Instructions for the task: Can you rewrite the records below, swapping "negative clicks" for "background clicks" and keeping everything else unchanged?

- - - - - - -

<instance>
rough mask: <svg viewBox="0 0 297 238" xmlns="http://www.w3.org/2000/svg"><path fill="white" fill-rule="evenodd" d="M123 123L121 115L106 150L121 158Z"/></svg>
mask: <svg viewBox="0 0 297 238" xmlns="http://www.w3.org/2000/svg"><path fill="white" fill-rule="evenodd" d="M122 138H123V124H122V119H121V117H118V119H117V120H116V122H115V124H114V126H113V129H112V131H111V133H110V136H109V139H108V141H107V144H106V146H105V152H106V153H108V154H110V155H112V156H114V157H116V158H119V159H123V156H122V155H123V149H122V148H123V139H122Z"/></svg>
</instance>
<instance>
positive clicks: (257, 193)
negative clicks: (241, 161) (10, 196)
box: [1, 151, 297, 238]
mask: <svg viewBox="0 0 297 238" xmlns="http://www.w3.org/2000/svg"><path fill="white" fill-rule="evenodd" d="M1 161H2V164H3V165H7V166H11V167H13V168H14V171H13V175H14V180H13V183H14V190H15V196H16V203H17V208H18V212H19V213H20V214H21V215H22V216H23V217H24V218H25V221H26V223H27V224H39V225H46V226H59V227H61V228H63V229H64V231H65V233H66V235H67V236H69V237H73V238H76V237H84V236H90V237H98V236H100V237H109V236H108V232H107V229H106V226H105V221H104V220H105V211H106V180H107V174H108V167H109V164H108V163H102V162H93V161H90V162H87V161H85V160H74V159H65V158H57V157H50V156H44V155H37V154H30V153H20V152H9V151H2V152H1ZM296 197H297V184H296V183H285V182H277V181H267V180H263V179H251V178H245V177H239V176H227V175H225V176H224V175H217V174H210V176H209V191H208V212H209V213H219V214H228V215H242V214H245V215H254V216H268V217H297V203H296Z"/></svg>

- - - - - - -

Task result:
<instance>
rough mask: <svg viewBox="0 0 297 238" xmlns="http://www.w3.org/2000/svg"><path fill="white" fill-rule="evenodd" d="M123 123L121 115L106 150L121 158Z"/></svg>
mask: <svg viewBox="0 0 297 238" xmlns="http://www.w3.org/2000/svg"><path fill="white" fill-rule="evenodd" d="M122 138H123V124H122V119H121V117H118V119H117V120H116V122H115V124H114V126H113V129H112V131H111V133H110V136H109V139H108V141H107V144H106V146H105V152H106V153H108V154H110V155H112V156H114V157H116V158H119V159H123V156H122V155H123V149H122V148H123V139H122Z"/></svg>
</instance>
<instance>
positive clicks: (257, 193)
background clicks: (241, 161) (10, 196)
box: [1, 151, 297, 238]
mask: <svg viewBox="0 0 297 238" xmlns="http://www.w3.org/2000/svg"><path fill="white" fill-rule="evenodd" d="M1 161H2V164H3V165H7V166H11V167H13V168H14V171H13V175H14V180H13V183H14V190H15V196H16V203H17V208H18V212H19V213H20V214H21V215H22V216H23V217H24V218H25V221H26V223H27V224H39V225H46V226H59V227H61V228H63V229H64V231H65V233H66V235H67V236H69V237H73V238H76V237H84V236H90V237H98V236H100V237H109V236H108V232H107V229H106V226H105V221H104V220H105V211H106V180H107V174H108V167H109V164H108V163H102V162H93V161H90V162H87V161H85V160H74V159H65V158H57V157H50V156H44V155H37V154H30V153H20V152H9V151H2V152H1ZM296 197H297V184H296V183H285V182H277V181H267V180H263V179H251V178H245V177H239V176H227V175H225V176H224V175H217V174H210V176H209V191H208V212H209V213H219V214H228V215H242V214H245V215H254V216H268V217H297V203H296Z"/></svg>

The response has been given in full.